## Task details
Put the lines below into a numbered list, skipping any blank lines and leaving the pictures out.

"""

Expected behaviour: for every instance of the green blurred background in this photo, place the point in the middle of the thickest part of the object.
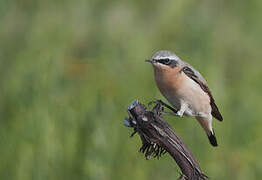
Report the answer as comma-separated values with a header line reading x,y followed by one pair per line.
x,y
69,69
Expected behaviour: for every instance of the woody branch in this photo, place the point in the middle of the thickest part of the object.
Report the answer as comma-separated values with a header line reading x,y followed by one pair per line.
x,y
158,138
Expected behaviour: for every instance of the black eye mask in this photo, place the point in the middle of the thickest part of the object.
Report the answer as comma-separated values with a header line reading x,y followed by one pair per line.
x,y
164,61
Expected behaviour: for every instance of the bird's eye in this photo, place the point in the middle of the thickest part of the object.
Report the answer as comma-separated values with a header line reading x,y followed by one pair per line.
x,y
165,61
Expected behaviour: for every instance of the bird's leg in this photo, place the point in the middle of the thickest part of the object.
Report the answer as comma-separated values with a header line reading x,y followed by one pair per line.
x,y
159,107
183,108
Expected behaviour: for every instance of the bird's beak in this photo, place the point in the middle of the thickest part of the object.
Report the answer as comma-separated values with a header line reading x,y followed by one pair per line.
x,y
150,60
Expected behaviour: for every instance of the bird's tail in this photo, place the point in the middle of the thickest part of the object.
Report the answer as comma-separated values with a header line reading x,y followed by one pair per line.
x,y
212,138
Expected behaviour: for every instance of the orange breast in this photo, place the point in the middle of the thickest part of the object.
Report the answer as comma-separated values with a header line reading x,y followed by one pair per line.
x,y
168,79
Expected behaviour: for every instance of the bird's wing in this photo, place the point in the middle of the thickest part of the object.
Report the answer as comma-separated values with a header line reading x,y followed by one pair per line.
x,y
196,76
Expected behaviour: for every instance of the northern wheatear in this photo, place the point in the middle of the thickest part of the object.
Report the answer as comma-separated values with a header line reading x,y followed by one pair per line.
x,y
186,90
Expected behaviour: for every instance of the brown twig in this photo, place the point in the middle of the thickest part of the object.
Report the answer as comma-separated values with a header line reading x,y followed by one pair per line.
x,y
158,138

"""

## Written response
1. Expected behaviour: for every instance of the green blurred background in this photo, place the point in the middle of the thickest part of the object.
2. Report the answer as comma-separated values with a header line reading x,y followed by one pair per line.
3. x,y
4. 69,69
5. Expected behaviour: for every instance of the woody branch in this photo, place the point in the middle of the thickest part of the object.
6. Report the answer as comma-separated values with a header line reading x,y followed by one pair per line.
7. x,y
8. 158,138
9. Expected behaviour: for every instance of the black eye mask in this photo, place the point in the middle of the thickest part of the object.
10. Report the answer as comma-separated values with a header line reading x,y followed by one pair per line.
11. x,y
12. 164,61
13. Expected behaviour: for every instance of the bird's eye in this photo, place the point in the middle of the thickest part of the object.
14. Report the answer as comma-separated values with a header line reading x,y followed by one pair per line.
15. x,y
16. 165,61
17. Expected behaviour: for every instance of the bird's leg in this photo, place the point in the middle of the thickest part of the object.
18. Report the answer as comma-separated values with a header line reading x,y followed by one pair per line.
19. x,y
20. 159,107
21. 183,108
22. Expected behaviour: for every instance of the bird's beak in this photo, place the point in the middle of the thickest part of the object.
23. Report the answer as comma-separated values with a header line reading x,y followed by one pair per line.
24. x,y
25. 150,60
26. Expected behaviour: for every instance of the bird's tail in this photo, place the point in the middle of the thickest part of the object.
27. Report the answer as comma-separated values with a header line reading x,y followed by one pair per line.
28. x,y
29. 212,138
30. Expected behaviour: for every instance of the orange breast in this photo, place the point in the middle of the thickest part of the object.
31. Report the answer as comma-separated values with a header line reading x,y followed by one pair per line.
32. x,y
33. 168,79
34. Expected behaviour: for every instance of the bird's wing in this photo, place the point in the middle of the thickest part of the object.
35. Report the answer as comma-separated values with a header line reading x,y followed by one pair per line.
36. x,y
37. 196,76
38. Expected behaviour: for every instance of the northern wheatear in this photo, place the point in the middle of the thickest part of the object.
39. Report the answer as comma-separated values with a header line reading x,y followed by one pair per line.
40. x,y
41. 186,90
42. Expected behaviour: for every instance of the brown twig in this photo, place the point in the middle of the thickest part of the object.
43. Report the answer as comma-separated values with a header line reading x,y followed by one pair per line.
44. x,y
45. 158,138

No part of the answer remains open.